-- start Provided entries --

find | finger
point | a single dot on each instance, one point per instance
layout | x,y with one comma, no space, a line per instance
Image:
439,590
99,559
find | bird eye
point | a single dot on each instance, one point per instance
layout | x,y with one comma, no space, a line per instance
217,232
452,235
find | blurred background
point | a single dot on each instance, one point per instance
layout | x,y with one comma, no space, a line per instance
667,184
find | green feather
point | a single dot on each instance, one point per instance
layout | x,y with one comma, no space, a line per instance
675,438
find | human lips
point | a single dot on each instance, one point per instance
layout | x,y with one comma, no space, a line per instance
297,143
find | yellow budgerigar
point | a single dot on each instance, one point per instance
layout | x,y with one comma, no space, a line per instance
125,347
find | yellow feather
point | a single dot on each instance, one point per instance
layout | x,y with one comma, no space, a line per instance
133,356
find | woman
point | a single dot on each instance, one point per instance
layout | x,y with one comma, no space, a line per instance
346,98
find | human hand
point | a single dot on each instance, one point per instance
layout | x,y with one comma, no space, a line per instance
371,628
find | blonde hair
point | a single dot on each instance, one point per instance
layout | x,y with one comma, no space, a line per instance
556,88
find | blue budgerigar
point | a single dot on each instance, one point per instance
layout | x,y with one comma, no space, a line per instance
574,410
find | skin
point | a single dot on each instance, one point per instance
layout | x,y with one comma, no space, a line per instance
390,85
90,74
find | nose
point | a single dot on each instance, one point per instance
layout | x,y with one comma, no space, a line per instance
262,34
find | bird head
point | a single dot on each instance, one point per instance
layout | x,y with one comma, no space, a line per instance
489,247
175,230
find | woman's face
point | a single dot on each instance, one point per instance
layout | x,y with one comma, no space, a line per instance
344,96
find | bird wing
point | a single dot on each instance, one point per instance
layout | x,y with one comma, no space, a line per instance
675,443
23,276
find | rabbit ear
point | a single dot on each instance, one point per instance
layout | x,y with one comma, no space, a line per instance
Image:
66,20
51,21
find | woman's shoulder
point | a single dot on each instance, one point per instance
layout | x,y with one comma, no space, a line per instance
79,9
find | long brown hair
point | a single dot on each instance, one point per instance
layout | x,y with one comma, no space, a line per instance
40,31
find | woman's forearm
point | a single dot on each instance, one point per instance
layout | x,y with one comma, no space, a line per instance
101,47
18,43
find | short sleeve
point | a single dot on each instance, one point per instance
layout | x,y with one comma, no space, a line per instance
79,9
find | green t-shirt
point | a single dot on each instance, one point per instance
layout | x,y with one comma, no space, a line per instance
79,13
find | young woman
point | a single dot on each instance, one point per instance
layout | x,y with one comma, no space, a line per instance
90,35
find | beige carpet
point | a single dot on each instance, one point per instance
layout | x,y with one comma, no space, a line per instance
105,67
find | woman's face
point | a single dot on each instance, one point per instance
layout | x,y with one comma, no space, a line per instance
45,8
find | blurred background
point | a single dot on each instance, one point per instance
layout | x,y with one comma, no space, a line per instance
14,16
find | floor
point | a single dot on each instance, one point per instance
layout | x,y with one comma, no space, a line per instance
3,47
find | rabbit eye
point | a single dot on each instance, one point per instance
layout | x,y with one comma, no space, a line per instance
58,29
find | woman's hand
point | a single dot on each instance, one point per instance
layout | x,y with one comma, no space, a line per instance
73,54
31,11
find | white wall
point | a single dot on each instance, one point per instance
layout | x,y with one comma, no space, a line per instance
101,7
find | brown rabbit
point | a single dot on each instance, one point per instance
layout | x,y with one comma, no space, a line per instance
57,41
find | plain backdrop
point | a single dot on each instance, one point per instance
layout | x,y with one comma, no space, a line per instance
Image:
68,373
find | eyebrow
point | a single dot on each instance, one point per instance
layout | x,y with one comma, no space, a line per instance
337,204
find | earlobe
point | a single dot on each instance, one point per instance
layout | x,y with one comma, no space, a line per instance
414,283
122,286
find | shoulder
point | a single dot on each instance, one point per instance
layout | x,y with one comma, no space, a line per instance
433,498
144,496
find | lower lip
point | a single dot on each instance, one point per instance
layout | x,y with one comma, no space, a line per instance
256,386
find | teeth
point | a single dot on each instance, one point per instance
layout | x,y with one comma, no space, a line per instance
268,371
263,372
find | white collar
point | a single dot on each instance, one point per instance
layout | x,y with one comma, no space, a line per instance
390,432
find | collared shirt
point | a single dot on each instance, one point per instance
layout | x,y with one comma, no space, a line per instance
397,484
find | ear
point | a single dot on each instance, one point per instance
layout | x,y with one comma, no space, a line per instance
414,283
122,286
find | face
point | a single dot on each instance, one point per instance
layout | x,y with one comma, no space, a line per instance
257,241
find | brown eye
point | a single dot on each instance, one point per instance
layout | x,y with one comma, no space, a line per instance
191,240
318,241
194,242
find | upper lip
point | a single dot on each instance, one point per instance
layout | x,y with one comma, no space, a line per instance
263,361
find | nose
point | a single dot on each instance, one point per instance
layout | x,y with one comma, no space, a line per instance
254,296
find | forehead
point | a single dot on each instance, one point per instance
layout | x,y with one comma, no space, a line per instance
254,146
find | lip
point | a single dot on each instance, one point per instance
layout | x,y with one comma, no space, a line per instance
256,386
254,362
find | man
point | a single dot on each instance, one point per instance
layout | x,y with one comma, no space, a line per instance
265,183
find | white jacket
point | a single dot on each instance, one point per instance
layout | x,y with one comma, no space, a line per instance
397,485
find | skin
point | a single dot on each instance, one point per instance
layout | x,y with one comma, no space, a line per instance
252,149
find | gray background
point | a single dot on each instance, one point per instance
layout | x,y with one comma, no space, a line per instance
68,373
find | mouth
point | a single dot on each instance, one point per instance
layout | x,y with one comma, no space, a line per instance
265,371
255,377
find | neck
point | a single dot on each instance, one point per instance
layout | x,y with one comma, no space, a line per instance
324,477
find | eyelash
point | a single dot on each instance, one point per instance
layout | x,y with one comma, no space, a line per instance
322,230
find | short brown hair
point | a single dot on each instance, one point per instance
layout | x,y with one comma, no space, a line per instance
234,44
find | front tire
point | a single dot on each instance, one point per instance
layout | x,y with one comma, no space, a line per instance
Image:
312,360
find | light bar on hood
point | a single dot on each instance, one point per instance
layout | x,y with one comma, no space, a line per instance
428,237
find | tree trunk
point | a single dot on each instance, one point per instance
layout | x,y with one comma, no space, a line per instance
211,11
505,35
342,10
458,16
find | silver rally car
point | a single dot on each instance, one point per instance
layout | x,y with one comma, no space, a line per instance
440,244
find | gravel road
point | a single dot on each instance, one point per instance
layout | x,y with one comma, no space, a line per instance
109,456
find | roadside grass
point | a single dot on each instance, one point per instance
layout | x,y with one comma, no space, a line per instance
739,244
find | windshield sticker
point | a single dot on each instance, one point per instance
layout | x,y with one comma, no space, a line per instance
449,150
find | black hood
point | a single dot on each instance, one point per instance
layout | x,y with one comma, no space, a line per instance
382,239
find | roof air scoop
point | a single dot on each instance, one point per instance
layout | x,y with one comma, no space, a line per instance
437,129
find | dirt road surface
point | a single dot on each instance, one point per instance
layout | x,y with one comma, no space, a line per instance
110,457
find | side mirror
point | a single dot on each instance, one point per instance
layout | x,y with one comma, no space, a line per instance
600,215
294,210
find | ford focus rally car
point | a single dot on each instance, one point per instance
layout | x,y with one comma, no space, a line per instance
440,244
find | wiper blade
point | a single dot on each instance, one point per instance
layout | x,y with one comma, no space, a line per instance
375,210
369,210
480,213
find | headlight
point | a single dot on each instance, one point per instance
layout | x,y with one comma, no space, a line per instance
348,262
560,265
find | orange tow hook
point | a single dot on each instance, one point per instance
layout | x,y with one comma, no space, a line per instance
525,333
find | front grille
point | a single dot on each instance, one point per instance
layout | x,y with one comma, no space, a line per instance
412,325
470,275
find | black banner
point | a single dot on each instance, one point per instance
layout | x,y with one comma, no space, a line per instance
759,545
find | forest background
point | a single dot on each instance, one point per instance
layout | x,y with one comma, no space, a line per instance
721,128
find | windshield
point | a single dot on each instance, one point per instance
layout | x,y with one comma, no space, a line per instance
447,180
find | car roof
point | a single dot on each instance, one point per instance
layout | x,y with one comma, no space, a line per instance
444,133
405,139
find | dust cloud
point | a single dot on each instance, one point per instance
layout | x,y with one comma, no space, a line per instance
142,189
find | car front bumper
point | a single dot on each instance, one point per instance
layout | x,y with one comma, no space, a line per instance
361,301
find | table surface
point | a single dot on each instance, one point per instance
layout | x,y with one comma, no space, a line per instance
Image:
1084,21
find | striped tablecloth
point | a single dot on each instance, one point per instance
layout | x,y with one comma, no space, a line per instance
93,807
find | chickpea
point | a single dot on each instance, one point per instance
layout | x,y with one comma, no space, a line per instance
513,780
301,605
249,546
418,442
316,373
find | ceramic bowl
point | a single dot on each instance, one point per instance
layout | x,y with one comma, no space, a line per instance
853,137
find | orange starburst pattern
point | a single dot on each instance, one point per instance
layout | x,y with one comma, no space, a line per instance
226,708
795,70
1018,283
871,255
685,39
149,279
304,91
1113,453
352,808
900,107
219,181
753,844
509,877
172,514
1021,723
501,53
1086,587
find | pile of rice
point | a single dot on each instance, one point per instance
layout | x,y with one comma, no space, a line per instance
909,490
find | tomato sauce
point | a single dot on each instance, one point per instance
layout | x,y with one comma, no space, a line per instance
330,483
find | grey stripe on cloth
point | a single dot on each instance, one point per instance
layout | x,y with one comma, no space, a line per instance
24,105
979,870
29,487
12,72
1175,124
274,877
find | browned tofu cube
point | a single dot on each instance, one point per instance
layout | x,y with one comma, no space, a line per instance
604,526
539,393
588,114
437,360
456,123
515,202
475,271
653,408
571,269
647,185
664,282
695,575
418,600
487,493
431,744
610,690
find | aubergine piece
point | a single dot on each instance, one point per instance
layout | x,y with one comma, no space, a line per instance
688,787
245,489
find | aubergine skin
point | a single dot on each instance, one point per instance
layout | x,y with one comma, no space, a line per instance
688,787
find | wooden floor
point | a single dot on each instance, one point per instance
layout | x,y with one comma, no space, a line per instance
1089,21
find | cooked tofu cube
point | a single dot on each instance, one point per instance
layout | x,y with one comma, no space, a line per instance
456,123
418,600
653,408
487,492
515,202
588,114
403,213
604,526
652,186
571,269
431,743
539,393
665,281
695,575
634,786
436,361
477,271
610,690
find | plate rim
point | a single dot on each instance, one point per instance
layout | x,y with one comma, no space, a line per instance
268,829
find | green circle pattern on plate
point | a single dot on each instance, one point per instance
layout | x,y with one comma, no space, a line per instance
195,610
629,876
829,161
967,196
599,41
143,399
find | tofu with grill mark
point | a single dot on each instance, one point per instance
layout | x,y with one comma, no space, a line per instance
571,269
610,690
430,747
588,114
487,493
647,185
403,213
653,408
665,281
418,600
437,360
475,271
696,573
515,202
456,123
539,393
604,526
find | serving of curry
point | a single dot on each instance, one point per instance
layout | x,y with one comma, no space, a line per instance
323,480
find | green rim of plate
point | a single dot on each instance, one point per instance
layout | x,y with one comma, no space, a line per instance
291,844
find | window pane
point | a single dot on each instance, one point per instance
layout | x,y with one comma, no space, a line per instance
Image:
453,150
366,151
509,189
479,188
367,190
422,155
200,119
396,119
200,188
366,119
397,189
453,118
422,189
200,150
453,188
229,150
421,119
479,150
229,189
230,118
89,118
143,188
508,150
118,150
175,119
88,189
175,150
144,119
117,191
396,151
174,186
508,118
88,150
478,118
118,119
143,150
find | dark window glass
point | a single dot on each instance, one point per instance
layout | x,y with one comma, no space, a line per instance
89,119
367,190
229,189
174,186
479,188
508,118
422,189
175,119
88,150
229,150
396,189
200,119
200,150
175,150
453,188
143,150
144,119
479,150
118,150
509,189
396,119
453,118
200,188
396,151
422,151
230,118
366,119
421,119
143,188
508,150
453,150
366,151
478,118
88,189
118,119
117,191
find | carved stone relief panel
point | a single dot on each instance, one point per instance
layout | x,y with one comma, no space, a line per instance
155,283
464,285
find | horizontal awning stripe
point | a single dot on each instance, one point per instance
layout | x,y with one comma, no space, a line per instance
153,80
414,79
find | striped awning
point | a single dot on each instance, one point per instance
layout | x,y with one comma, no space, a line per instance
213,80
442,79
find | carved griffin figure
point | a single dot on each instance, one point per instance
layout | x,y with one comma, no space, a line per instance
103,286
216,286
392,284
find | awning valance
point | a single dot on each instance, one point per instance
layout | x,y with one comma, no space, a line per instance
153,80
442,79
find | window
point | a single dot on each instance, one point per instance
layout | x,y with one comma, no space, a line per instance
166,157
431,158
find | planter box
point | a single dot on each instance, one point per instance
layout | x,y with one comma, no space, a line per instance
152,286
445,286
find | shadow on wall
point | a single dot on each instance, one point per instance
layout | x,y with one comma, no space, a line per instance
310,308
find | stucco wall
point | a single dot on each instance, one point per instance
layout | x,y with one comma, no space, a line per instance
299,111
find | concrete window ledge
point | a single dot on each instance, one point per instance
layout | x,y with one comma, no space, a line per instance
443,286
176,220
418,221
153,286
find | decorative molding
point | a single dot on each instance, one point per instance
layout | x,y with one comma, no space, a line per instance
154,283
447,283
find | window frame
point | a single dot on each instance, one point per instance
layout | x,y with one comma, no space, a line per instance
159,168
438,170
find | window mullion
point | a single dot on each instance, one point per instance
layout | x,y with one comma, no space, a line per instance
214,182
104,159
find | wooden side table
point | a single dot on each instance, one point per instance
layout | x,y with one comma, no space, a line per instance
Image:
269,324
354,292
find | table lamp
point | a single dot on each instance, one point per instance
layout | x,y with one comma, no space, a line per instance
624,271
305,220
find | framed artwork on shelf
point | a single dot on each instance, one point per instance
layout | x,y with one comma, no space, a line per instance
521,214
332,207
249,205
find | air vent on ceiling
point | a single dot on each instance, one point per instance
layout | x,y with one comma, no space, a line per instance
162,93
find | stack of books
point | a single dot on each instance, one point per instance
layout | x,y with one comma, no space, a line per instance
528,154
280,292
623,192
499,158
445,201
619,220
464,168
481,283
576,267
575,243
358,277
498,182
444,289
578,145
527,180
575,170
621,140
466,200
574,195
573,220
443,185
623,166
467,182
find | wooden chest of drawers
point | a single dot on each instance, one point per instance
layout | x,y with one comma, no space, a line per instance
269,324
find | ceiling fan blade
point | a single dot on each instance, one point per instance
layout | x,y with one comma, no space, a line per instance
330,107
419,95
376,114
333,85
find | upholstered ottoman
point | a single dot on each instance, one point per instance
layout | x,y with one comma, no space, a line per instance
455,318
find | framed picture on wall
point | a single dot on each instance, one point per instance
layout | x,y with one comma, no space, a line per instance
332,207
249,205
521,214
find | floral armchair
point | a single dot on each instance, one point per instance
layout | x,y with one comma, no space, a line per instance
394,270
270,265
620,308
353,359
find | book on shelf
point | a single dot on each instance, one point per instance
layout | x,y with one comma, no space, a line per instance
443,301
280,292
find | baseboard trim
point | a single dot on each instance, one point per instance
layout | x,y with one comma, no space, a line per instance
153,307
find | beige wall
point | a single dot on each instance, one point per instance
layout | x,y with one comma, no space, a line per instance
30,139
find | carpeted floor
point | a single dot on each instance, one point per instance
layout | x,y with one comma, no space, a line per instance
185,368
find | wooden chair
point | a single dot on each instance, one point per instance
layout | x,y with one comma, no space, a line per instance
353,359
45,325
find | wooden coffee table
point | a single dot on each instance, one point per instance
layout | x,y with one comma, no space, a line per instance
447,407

-- end Provided entries --

▸ Exercise directions:
Can you rewrite the items starting at the line containing "find | baseboard trim" and ending at the last line of the items, requests included, with every x,y coordinate in the answers scaled by 2.4 and rounded to a whole number, halves rounding up? Give only those lines.

▸ Correct output:
find | baseboard trim
point | a single dot on each instance, one point per instance
layout | x,y with one comma, no space, a line per instance
367,737
find | beige wall
point | a single dot on each instance, one point per instance
layout | x,y with one comma, no space, a line per instance
72,334
find | carpeted floor
point | a single dot on each instance, one point per instance
layout | x,y with one comma, no space, a line per instance
444,883
find | wooden chair
point | a single dot on each instance, one point per instance
layout | x,y with one comma, no space, a line per instance
847,862
108,780
find | wooden coffee table
point | a single dot on each instance, one point per instance
layout | x,y with one comma, no space, a line per instance
1073,977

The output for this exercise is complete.